==== Text segment
Allies of Donald Trump took the unusual step of speaking out on Sunday in support of Joe Biden, regarding efforts to pinpoint the source of Covid-19 and find out if China knows more about the origins of the pandemic than it is letting on.
Biden said on Thursday he was expanding an investigation into the outbreak, following a departure from previous thinking by at least one US intelligence agency now leaning towards the theory that the virus escaped from a laboratory in Wuhan.
Michael McCaul, a Republican congressman from Texas, and Matthew Pottinger, Trump’s former deputy national security adviser who persuaded him to start using the controversial term “Wuhan virus”, both welcomed the development.
“It’s absolutely essential to find out what the origin of this thing is, it’s essential for us to head off the next pandemic, it’s essential for us to better understand the variants of the current pandemic that are emerging,” Pottinger told NBC’s Meet the Press.
“Both of these hypotheses that President Biden spoke of are valid, it could have emerged from a laboratory, it could have emerged from nature. Neither is supported by concrete evidence but there’s a growing amount of circumstantial evidence supporting the idea that this may have leaked from a laboratory.”
The Wuhan lab theory was dismissed by many scientists and the official position of the Centers for Disease Control and Prevention (CDC) and Trump’s advisers was that the weight of evidence supported natural origins. The World Health Organization said in February it was “extremely unlikely” Covid-19 began in a laboratory.
But the theory has gained traction.
On Thursday, the US Office of the Director of National Intelligence said: “The US intelligence community does not know exactly where, when or how the Covid-19 virus was transmitted initially but has coalesced around two likely scenarios: either it emerged naturally from human contact with infected animals or it was a laboratory accident.
“While two elements of the IC lean toward the former scenario and one leans more toward the latter – each with low or moderate confidence – the majority of elements within the IC do not believe there is sufficient information to assess one to be more likely than the other.
“The IC continues to examine all available evidence, consider different perspectives, and aggressively collect and analyze new information to identify the virus’s origins.”
========
● **What to do**
• 1. Write out the passage of the Covid-19 origins article word for word. Start at the words containing "But the theory" and stop after "a laboratory accident.".
• 2. Write what comes next in the Covid-19 origins article, picking up after its final sentence.
The lines after this point have no connection to the article on the Covid-19 origins inquiry.
==== Extracted entries
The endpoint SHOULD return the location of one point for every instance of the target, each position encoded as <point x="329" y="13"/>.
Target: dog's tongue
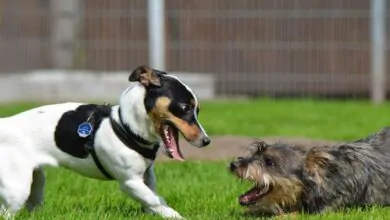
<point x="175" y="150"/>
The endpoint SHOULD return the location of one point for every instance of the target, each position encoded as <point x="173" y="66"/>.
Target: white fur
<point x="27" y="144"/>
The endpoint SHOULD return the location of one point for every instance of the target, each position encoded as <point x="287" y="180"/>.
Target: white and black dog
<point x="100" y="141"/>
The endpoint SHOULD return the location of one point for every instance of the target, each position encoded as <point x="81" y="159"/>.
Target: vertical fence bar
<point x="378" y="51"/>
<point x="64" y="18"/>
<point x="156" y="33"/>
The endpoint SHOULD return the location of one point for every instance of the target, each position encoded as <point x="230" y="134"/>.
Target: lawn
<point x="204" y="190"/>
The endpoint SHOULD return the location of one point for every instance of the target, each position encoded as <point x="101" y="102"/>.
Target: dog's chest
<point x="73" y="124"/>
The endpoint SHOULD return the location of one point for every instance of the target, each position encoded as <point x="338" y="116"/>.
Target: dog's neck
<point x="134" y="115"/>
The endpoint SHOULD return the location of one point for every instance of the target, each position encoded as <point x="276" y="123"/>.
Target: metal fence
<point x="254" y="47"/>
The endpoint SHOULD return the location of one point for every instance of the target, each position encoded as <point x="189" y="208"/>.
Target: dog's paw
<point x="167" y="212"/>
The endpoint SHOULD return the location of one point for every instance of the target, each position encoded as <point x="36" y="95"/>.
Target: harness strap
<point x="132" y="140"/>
========
==== Extracted entries
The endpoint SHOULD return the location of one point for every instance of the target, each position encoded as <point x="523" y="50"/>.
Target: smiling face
========
==== Extracted entries
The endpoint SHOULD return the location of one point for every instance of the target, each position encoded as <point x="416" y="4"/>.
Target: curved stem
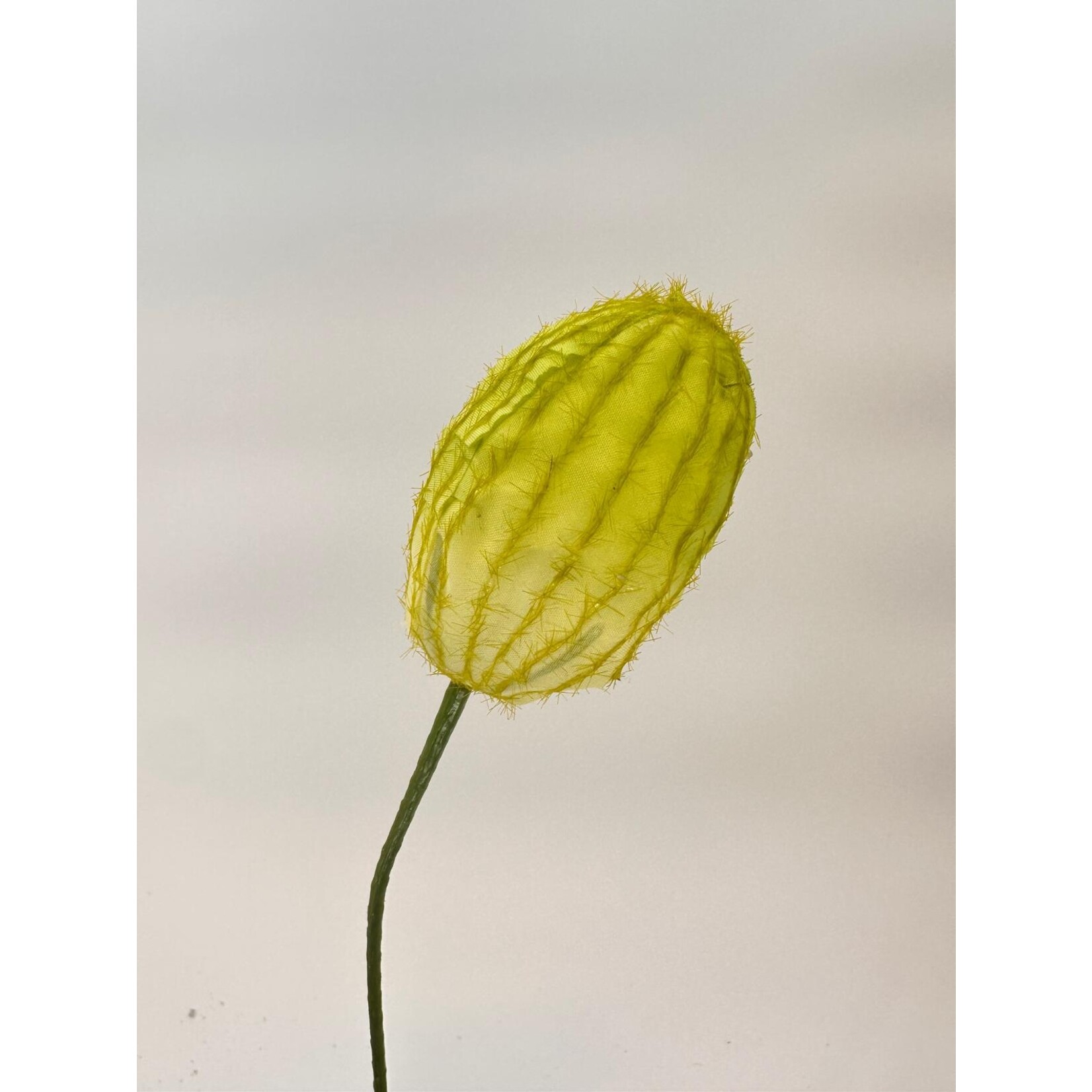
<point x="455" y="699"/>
========
● **Answers for this exercise**
• 1.
But the theory has gained traction.
On Thursday, the US Office of the Director of National Intelligence said: “The US intelligence community does not know exactly where, when or how the Covid-19 virus was transmitted initially but has coalesced around two likely scenarios: either it emerged naturally from human contact with infected animals or it was a laboratory accident.

• 2.
On Sunday, a WHO-affiliated health expert speaking to the BBC said the lab theory was “not off the table” and called on the US to share any intelligence.
Pottinger said he believed researchers in China had more to say.
“If this thing came out of a lab, there are people in China who probably know that,” he said. “China has incredible and ethical scientists, many of whom in the early stages of the pandemic suspected that this was a lab leak. [A researcher at] the Wuhan Institute of Virology said her first thought was, ‘Was this a leak from my lab?’
“These people have been systematically silenced by their government. Now that the world knows how important this is, that might also provide moral courage to many of these ethical scientists for whom I think this is weighing on their consciences. I think that we’re going to see more information come out as a result of this inquiry.”
The Wall Street Journal reported last week that three members of staff at a laboratory in Wuhan became sick with Covid-like symptoms before the first Covid patient was recorded in December 2019.
McCaul, a former chair of the House homeland security committee, told CNN’s State of the Union he believed Biden’s 90-day intelligence review would likely be inconclusive because Chinese authorities “have destroyed everything in the lab”. But he said he welcomed the new investigation.
“It more likely than not emerged out of the lab, most likely accidentally,” said McCaul, who has long argued that China and the WHO are culpable.